• **EXERCISE BRIEF**:
A faithful retyping of every entry below is wanted, with images left out.

——————————

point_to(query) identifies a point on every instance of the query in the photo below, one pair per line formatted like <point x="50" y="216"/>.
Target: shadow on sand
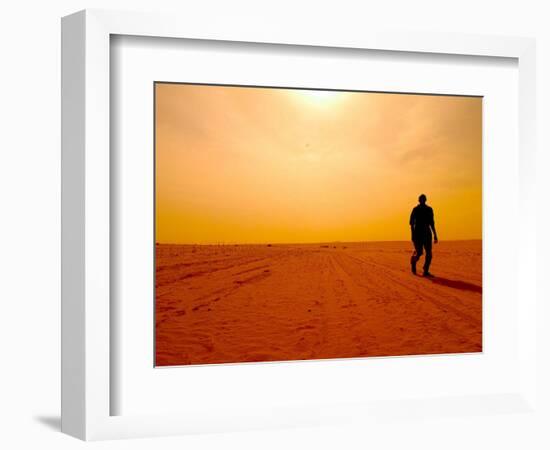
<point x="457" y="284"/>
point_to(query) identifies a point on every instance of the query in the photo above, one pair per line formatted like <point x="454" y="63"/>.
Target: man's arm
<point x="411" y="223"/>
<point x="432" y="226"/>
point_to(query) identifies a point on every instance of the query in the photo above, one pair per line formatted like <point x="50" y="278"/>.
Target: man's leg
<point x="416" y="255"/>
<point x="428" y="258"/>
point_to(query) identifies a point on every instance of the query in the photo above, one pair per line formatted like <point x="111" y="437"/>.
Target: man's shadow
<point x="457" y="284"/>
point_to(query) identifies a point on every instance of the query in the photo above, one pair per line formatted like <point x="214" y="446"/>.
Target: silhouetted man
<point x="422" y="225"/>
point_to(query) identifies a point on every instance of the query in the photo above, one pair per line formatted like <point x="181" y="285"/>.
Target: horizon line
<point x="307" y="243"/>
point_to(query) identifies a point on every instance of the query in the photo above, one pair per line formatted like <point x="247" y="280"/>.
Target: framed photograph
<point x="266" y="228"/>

——————————

• **OUTPUT**:
point_to(query) identifies a point on every instance of the query in the photo below, one pair per line formatted like <point x="50" y="216"/>.
Target: shadow on sand
<point x="457" y="284"/>
point_to(query) identifies a point on every instance of the query in the photo above, one pair per line formatted like <point x="454" y="63"/>.
Target: man's arm
<point x="411" y="223"/>
<point x="432" y="226"/>
point_to(query) identifies a point on every instance of the query in the photo above, one pair per line formatted like <point x="50" y="278"/>.
Target: man's leg
<point x="416" y="255"/>
<point x="428" y="258"/>
point_to(query) identifies a point on every instance of the query in the photo above, one pair per line formatted like <point x="111" y="437"/>.
Target: man's shadow
<point x="457" y="284"/>
point_to(query) identifies a point on every instance of the query in the photo above, one pair per line formatted like <point x="214" y="446"/>.
Target: silhouetted man
<point x="422" y="225"/>
point_to(query) identifies a point on every instance of the query in the photo above, one pair per line formatted like <point x="181" y="285"/>.
Target: horizon line
<point x="307" y="243"/>
point_to(query) identifies a point on every instance of the query in the photo above, one pair per line formatted like <point x="247" y="280"/>.
Target: framed photograph
<point x="266" y="228"/>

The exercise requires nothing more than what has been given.